(Records taken from a data source)
☆ ☆ ☆ ☆
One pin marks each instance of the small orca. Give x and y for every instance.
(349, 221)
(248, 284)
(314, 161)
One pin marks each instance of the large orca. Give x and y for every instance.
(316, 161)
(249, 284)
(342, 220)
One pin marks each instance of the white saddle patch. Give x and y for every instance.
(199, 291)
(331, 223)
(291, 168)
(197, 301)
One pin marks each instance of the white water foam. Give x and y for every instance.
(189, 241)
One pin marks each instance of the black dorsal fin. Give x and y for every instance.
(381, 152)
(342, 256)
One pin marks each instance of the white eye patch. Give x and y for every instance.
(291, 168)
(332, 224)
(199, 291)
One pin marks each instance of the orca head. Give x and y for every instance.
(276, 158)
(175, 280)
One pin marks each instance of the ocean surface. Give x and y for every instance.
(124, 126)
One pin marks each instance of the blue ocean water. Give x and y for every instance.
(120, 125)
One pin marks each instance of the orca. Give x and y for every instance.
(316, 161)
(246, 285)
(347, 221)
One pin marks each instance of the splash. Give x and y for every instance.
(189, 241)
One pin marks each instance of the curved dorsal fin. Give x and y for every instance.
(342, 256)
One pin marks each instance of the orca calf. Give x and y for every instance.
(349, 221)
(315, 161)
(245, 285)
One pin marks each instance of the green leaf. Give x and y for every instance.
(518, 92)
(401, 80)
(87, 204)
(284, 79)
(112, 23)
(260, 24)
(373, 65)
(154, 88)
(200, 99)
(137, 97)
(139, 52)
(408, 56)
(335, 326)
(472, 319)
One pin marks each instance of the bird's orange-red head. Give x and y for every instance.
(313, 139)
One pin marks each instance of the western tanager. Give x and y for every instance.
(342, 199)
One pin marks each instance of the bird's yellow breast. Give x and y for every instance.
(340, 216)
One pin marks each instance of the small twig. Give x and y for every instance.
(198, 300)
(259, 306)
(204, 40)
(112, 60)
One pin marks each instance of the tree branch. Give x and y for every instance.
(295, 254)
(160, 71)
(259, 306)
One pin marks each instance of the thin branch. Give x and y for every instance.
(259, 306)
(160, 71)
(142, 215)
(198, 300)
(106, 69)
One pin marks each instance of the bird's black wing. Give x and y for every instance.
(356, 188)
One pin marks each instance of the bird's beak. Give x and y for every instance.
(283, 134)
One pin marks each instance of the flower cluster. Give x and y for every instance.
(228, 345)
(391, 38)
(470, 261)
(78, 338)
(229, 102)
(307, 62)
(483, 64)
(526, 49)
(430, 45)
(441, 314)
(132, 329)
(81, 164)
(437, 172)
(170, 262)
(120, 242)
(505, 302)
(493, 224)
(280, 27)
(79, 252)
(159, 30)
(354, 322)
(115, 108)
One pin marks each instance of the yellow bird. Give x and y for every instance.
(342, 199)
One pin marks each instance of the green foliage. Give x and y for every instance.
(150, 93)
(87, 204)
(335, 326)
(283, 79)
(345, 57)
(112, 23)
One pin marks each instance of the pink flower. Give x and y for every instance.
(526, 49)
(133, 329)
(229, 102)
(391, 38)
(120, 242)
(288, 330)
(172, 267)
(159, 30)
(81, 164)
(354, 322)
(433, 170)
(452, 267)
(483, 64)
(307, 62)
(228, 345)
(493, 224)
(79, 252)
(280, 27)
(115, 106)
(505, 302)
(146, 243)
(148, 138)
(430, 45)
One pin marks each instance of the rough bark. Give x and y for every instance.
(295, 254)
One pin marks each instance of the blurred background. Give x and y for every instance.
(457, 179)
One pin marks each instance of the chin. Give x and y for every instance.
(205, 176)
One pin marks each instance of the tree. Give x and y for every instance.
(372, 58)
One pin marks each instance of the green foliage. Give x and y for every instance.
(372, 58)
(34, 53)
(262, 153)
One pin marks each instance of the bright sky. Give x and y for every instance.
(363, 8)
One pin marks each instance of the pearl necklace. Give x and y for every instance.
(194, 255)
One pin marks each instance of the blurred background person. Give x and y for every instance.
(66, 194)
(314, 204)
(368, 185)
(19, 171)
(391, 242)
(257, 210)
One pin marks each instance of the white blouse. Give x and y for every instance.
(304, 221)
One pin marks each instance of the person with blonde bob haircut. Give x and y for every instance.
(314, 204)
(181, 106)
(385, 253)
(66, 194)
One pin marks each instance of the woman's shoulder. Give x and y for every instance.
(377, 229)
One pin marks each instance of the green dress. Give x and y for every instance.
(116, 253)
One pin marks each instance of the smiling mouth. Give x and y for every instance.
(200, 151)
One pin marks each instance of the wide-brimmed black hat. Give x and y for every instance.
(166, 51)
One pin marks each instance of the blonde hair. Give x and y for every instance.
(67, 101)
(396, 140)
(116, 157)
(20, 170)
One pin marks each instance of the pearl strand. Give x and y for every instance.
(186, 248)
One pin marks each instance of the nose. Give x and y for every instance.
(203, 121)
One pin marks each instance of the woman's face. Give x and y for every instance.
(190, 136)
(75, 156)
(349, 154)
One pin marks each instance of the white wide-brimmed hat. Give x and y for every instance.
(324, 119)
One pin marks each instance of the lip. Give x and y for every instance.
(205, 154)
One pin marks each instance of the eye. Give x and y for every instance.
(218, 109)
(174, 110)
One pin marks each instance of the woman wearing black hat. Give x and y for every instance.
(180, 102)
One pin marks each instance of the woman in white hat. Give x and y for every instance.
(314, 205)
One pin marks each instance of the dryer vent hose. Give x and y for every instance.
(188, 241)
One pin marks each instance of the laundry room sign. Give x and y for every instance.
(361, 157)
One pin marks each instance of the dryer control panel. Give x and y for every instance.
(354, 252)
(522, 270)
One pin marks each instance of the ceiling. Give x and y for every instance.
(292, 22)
☆ ☆ ☆ ☆
Reproduce the part of the data that opens with the line containing "One pin marks each instance of the dryer vent" and runs through the end of the data, keeping every request line, and offset each x and y coordinate in the answers by adding 60 to it.

One pin marks each instance of the dryer vent hose. Give x and y for every instance.
(248, 301)
One pin marks each instance of the laundry room sign. Give x and y for every instance.
(421, 217)
One pin marks each instance of the dryer control panel. Give x and y for every instance.
(414, 312)
(582, 330)
One pin marks each instance of the ceiling. Give x and y for every instance.
(352, 82)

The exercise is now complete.